_Exercise brief_.
Lines from the one containing "306L322 318L338 331L350" through the end of the material below should be given again exactly, with no others.

_Provided entries_.
-- Opening Marker --

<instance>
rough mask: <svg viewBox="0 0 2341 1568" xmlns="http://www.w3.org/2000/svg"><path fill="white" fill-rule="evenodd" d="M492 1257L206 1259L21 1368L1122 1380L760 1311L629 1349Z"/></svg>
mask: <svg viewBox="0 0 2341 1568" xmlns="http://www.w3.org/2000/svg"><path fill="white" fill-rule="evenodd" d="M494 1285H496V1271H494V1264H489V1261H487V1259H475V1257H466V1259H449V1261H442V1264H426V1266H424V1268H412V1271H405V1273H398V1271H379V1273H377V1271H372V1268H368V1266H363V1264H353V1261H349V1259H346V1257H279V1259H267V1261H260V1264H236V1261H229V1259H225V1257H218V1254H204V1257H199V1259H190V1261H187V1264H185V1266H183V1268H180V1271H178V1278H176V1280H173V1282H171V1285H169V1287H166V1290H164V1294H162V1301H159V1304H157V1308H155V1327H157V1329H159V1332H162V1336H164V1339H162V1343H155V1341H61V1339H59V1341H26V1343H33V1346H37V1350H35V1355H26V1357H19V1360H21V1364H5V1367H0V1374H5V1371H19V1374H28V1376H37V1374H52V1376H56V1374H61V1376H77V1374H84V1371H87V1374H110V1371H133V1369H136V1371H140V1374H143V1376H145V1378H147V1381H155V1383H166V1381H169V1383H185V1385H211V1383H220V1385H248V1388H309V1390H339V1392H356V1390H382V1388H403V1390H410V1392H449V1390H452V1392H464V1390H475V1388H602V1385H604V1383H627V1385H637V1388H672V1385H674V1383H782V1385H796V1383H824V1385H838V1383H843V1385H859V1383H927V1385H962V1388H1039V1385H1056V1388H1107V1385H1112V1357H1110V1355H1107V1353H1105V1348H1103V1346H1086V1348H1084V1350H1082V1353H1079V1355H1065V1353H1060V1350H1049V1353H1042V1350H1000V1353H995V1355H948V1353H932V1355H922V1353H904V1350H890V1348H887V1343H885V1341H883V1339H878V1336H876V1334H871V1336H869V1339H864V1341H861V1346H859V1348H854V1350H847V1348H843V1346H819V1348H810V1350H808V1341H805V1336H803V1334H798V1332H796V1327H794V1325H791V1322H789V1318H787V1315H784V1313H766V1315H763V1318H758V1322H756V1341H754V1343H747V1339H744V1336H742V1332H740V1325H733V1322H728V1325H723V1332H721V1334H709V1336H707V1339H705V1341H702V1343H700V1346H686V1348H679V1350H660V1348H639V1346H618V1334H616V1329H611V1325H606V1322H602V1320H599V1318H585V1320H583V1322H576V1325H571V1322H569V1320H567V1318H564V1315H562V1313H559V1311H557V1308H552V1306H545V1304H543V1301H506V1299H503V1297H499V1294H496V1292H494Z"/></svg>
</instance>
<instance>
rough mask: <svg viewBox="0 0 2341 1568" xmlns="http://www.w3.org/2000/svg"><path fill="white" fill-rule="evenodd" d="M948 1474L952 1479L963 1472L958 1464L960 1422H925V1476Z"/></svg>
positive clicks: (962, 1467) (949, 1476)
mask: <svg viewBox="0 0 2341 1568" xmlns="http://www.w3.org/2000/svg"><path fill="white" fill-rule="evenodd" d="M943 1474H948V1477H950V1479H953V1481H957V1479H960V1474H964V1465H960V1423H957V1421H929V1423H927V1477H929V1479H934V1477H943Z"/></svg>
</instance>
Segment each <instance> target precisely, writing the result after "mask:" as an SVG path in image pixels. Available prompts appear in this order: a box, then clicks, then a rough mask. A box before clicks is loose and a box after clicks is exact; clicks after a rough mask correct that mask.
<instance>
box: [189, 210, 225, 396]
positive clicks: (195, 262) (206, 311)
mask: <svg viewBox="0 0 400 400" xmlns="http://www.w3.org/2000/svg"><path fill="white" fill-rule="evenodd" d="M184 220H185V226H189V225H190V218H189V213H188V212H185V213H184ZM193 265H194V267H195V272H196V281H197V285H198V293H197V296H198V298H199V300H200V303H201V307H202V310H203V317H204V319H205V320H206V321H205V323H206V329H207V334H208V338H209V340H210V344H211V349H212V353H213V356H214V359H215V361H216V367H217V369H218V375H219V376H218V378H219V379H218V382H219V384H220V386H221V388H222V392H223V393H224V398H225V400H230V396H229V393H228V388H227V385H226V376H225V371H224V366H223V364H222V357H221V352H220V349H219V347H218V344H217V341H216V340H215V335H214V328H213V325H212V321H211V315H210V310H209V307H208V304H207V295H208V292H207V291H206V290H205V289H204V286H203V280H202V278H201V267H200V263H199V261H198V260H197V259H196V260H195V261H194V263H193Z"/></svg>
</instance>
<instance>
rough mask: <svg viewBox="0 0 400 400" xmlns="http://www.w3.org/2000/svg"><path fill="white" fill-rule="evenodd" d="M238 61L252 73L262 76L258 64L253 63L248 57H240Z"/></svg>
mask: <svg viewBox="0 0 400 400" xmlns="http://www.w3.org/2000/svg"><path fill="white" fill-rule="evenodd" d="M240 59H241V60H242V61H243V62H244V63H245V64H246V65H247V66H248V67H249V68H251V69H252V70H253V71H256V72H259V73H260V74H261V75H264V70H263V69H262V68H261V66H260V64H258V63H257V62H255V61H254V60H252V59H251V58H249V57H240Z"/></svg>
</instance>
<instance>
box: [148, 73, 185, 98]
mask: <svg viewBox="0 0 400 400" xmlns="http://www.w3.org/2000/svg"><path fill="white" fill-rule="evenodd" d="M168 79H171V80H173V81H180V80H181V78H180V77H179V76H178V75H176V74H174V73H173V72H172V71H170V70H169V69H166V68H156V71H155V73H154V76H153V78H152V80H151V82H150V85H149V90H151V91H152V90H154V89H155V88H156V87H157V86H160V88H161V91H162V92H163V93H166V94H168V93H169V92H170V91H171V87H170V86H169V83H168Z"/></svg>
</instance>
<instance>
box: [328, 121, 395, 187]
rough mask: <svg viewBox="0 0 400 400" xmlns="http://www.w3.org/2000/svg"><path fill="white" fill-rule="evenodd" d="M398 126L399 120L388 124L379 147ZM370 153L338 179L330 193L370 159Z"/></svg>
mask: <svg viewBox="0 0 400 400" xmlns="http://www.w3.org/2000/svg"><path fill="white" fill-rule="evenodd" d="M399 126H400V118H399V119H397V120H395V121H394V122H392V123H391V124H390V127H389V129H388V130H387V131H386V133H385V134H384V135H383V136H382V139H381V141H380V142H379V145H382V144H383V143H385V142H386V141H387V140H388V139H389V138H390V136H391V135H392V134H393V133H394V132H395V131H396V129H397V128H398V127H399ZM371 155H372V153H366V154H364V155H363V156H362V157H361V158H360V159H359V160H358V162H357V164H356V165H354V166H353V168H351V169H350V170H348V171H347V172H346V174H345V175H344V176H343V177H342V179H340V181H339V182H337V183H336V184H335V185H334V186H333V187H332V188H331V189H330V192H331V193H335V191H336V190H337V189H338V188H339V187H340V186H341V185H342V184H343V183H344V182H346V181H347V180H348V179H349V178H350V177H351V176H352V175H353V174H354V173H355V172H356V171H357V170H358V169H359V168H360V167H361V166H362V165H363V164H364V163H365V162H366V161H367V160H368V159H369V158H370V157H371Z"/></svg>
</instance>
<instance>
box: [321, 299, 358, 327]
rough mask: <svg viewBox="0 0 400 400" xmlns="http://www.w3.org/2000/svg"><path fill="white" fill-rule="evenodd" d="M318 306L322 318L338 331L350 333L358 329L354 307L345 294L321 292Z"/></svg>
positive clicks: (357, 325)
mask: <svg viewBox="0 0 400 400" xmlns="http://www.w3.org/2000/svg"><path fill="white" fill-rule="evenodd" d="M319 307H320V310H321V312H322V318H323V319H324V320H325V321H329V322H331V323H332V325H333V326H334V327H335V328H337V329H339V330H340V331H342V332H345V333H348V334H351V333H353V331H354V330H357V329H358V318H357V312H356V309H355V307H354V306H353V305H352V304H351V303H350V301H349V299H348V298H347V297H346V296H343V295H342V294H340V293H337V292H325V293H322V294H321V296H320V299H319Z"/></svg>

-- Closing Marker --

_Answer section_.
rough mask: <svg viewBox="0 0 400 400" xmlns="http://www.w3.org/2000/svg"><path fill="white" fill-rule="evenodd" d="M318 306L322 318L338 331L350 333L358 329L354 307L345 294L321 292Z"/></svg>
positive clicks: (357, 325)
mask: <svg viewBox="0 0 400 400" xmlns="http://www.w3.org/2000/svg"><path fill="white" fill-rule="evenodd" d="M319 307H320V310H321V312H322V318H323V319H324V320H325V321H329V322H331V323H332V325H333V326H334V327H335V328H337V329H339V330H340V331H342V332H345V333H348V334H351V333H353V331H354V330H357V329H358V318H357V312H356V309H355V307H354V306H353V305H352V304H351V303H350V301H349V299H348V298H347V297H346V296H343V295H342V294H340V293H337V292H325V293H322V294H321V296H320V299H319Z"/></svg>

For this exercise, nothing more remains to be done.